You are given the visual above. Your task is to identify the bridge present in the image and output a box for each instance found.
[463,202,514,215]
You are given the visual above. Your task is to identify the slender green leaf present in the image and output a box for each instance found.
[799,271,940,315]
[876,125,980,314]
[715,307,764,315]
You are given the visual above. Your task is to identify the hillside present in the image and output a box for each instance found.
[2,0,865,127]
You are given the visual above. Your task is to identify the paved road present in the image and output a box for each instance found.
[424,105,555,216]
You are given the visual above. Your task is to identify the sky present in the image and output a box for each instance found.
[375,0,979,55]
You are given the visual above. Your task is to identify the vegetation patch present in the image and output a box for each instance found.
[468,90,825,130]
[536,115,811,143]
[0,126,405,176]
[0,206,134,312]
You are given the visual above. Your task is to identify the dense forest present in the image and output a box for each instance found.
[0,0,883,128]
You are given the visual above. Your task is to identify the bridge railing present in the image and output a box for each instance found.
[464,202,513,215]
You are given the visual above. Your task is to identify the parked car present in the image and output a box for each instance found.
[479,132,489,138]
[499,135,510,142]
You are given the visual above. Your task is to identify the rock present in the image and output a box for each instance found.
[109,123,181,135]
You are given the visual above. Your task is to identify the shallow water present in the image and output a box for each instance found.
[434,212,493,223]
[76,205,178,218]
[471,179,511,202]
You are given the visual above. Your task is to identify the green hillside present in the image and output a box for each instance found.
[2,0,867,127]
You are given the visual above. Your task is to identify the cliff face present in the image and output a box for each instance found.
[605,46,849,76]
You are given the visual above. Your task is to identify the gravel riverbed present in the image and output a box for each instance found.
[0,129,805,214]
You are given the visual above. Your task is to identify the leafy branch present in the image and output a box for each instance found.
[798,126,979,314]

☆ ☆ ☆ ☆ ☆

Return every record above exactly as it appears.

**Task response**
You are given the visual above. Your task is to identify the bridge present in the image and output a box for each instance found.
[463,202,514,215]
You are given the visual above. Your task is to identify the slender green leaf present in the image and output a box for each instance found.
[799,271,940,315]
[876,125,980,314]
[715,307,764,315]
You are given the visual above. Your task is to identify the hillside present in the image and output a box for each instance found.
[2,0,865,127]
You are given the visual above. Your task is to identify the paved road present in the image and output a box for each instance found.
[424,105,555,216]
You are given the visual above. Your task is to identify the sky present in the image and output a box for each instance found.
[375,0,979,55]
You are given the visual above. Your task is to identify the vegetation patch present in the image and output a box for each instance found.
[468,90,825,130]
[536,115,811,143]
[0,126,405,176]
[0,206,134,312]
You are given the visual above. Your task is to identify the dense forest present in the image and output a box for each instance found.
[0,0,883,128]
You are given the visual above. Your task is to identify the bridge railing present in the image and output a box for each instance found.
[464,202,513,215]
You are given the visual above. Your task is to identify the parked car present in the image and output a box for each instance found.
[479,132,489,138]
[499,135,510,142]
You are given the visual above. Your task is to identify the rock present in the image and output a box for each instance found.
[109,123,181,135]
You are given the visual above. Your task is to identify the shallow water present in the image and output a box for each instance found.
[434,212,493,223]
[76,205,178,218]
[471,179,511,202]
You are given the visual above. Your task is to identify the green hillside present in the image and output a box for each instance found.
[2,0,867,127]
You are given the visual above. Your task is to identify the cliff face present in the image and output a box for each instance found.
[605,46,849,76]
You are given the visual above. Your task is to identify the gravel riverbed present in the image and output a box for each instance found.
[0,129,805,214]
You are given the visual above. Your task is to identify the leafy branch present in the image and output a box for each instance found.
[798,126,979,314]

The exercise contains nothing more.